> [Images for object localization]
=-=-=-=-=

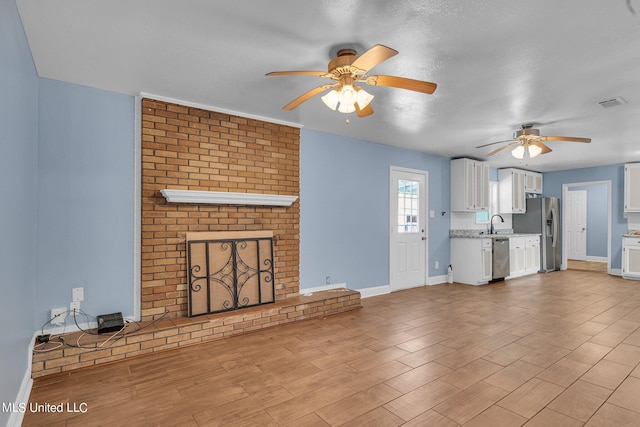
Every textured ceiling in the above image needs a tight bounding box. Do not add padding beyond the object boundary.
[16,0,640,171]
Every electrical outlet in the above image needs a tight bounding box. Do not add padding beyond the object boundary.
[325,276,331,285]
[72,287,84,302]
[435,261,440,270]
[51,307,67,325]
[70,301,80,314]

=-=-=-=-=

> [EXERCISE DESCRIPTION] Type out all the records verbatim, minus images.

> [PROBLEM SOLUTION]
Every textured ceiling in the above image needs a tight bounding box. Do not add padding beyond the object boundary.
[16,0,640,171]
Every electrical outlet in the above image needs a tight bounding box. Do not add padding beyond the object boundary.
[325,276,331,285]
[72,287,84,302]
[435,261,440,270]
[51,307,67,325]
[70,301,80,314]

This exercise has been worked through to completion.